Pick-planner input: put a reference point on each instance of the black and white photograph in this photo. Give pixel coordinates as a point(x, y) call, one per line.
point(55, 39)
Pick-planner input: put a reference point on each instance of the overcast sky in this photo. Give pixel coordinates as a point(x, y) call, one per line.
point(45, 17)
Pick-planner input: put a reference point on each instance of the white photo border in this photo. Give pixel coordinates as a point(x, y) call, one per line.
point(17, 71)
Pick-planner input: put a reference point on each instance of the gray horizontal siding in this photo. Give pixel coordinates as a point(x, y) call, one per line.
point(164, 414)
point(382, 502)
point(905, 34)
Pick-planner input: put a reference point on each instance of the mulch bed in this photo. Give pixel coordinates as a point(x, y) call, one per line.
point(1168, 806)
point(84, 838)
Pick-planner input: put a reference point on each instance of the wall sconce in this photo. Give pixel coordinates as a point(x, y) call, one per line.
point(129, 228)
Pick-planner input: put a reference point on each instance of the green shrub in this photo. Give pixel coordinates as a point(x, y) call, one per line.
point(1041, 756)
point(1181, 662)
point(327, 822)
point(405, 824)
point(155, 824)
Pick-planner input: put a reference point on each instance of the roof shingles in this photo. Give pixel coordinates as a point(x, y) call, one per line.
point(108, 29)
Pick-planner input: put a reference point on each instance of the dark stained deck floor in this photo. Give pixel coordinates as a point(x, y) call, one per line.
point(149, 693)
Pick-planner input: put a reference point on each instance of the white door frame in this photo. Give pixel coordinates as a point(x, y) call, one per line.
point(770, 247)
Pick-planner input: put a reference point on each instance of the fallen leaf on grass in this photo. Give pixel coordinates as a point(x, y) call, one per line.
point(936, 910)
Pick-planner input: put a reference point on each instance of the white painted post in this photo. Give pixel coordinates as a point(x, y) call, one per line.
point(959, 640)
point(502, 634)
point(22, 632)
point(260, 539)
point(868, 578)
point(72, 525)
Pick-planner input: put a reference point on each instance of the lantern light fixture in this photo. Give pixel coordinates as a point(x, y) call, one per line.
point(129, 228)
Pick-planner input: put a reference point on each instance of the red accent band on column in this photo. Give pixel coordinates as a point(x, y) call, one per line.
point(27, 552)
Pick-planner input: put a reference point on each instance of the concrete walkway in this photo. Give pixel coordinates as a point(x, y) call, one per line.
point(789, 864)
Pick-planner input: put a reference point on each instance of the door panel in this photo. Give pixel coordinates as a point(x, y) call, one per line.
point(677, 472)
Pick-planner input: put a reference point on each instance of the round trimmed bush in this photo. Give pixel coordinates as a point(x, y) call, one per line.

**Written task:**
Swap "reference point" for "marker" wherever it appears in the items, starting at the line containing "of the concrete" and ending at the last item. Return only those lines, with everything else unchanged.

**Solution to the problem:**
Pick-planner input: put a marker on each instance of the concrete walkway in this photo. Give pixel coordinates as a point(x, y) call, one per line.
point(789, 864)
Pick-planner input: put a marker on each instance of the door panel in this photo. Give pixel coordinates as a point(x, y) call, one per line.
point(677, 472)
Pick-planner input: put a marker on each instance of the round trimmed bush in this photo. Give pixel coordinates as a point(x, y) call, one per line.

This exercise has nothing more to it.